Given passage:
Other poems, however, offer a starker set of images. First there is the commodity that can be loaned by a slaveowner to a friend, a transaction which might cause the owner difficulties of recovery but which hardly takes any account of the object of the loan (2.32). Secondly there is the commodity that can be bought and sold—sold on a whim to raise the price of a fancy dinner, or, with more calculation, as a result of a cash-flow problem—and bought especially, if you have the money, for sex, of any kind, boy-commodities in the Saepta and girl-commodities in the Subura (10.31; 9.59; 6.66). For Martial (and presumably his audience) the commodity’s sexual availability is simply taken for granted: slaveowning men and women are free to indulge any appetites they have, and slaves are to submit and to accommodate them (e.g. 1.84; 3.71; 3.73; 4.66; 6.39; 9.25; 12.58). The results might be literarily amusing—one man is utterly unaware that his apparent ‘children’ have all been fathered by different members of his household staff (6.39), and another is lampooned because he sells but then buys back a slave girl with whom he is infatuated (6.71): what a disgrace! But the assumption that the slaveowner is sexually sovereign is unmistakable. (The inference might be drawn that the slave, as seen earlier from Philo, was sometimes a willing sexual partner [a male slave on the run for instance who was shacking up with a discharged soldier (3.91)], but the servile perspective on sexual access is obviously hopelessly beyond reach.) Then, thirdly, there is the object (once more) of random violence, the object whose body is taken as a natural site on which to inflict physical pain and suffering. A woman distressed that one ringlet of her elaborate coiffure has not been properly pinned strikes her dresser with a mirror; a man annoyed that his dinner is not properly prepared flogs his cook; another punishes an errant slave by hitting him in the mouth (2.66; 3.94; 8.23). Martial repeatedly associates the slave with the whip, the cross, the shackle and the brand (e.g. 14.79; 2.82; 10.82; 3.29, 9.57; 3.21; 10.56). So no tenderness here of the kind that appears in the laments for the untimely dead, and the slave now is always anonymous.

Entries:
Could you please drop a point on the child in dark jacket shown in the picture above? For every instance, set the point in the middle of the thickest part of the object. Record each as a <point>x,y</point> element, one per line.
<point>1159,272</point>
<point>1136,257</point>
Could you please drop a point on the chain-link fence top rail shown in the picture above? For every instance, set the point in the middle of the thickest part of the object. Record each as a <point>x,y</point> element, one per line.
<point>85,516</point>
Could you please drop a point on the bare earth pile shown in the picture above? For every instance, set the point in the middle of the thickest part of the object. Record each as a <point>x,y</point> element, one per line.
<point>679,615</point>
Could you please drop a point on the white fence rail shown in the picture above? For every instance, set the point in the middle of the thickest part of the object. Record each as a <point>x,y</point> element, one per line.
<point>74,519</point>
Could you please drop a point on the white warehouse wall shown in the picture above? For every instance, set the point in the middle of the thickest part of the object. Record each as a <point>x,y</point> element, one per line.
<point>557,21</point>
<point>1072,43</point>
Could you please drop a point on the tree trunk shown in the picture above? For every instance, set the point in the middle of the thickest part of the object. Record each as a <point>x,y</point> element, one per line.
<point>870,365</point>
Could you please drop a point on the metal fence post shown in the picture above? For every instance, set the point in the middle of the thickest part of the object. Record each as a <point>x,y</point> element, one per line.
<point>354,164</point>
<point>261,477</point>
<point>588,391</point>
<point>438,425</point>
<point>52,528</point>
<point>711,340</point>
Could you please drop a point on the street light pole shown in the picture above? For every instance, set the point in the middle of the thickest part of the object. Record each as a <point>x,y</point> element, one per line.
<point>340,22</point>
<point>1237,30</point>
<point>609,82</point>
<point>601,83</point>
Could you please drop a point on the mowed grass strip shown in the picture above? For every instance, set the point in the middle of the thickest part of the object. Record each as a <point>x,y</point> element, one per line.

Instruction A: In the passage on Martial's depiction of slaves, what does a woman do when one ringlet of her coiffure has not been properly pinned?
Instruction B: Summarize the passage on Martial's depiction of slaves in two sentences.
Instruction C: Carry on the passage on Martial's depiction of slaves from the point where it ends.
The items that come with this text play no part in the work here.

Task answer A: She strikes her dresser with a mirror.

Task answer B: Some of Martial's poems present the slave as a commodity that can be loaned to a friend or bought and sold, including for sex, with the slaveowner's sexual sovereignty taken for granted. They also present the slave as an anonymous object of random violence, repeatedly linked with the whip, the cross, the shackle and the brand, and shown none of the tenderness found in the laments for the untimely dead.

Task answer C:
Two of Martial’s poems recall the story of Marcus Piso and the theme of the contest of minds, offering further evidence of a master-slave relationship that was subject to constant negotiation. First, the poem (6.39) to which I just alluded in which a certain Cinna is derided because his seven children are the fruits of his wife’s liaisons with seven of the household slaves—a visible truth because the children all physically resemble their respective fathers. I can scarcely believe that Martial or anyone else knew of such a situation in real life. But what I find plausible is that the poem gives expression to a genuine, double-edged fear on the part of the Roman male slaveowner, first that despite her social subordination his wife’s sexual behaviour was beyond his control; and secondly that through the exercise of power that derived from their capacity to make human decisions and take human actions, his slaves were equally capable of challenging the authority the slaveowner commanded. Secondly, a poem (11.58) in which the poet contemplates a scene where a slave barber shaving his master, his razor at the master’s throat, demands his freedom and a small fortune besides. What is the master to do? In fear for his life he agrees to the slave’s demands and saves himself. But once the razor is safely out of the way he can immediately take his revenge by having the slave’s hands and legs broken as the ‘normal’ balance of power is restored. Here again I know of no real incidents like this. But the poem again plausibly expresses a slaveowner’s perhaps often latent fear that when instructing his barber to shave him he temporarily exposed himself to serious danger and literally placed his life in his slave’s hands, bestowing on the slave a power that the slave-commodity was never supposed to have. The psychology of the situation—could the slave be trusted?—can only be imagined.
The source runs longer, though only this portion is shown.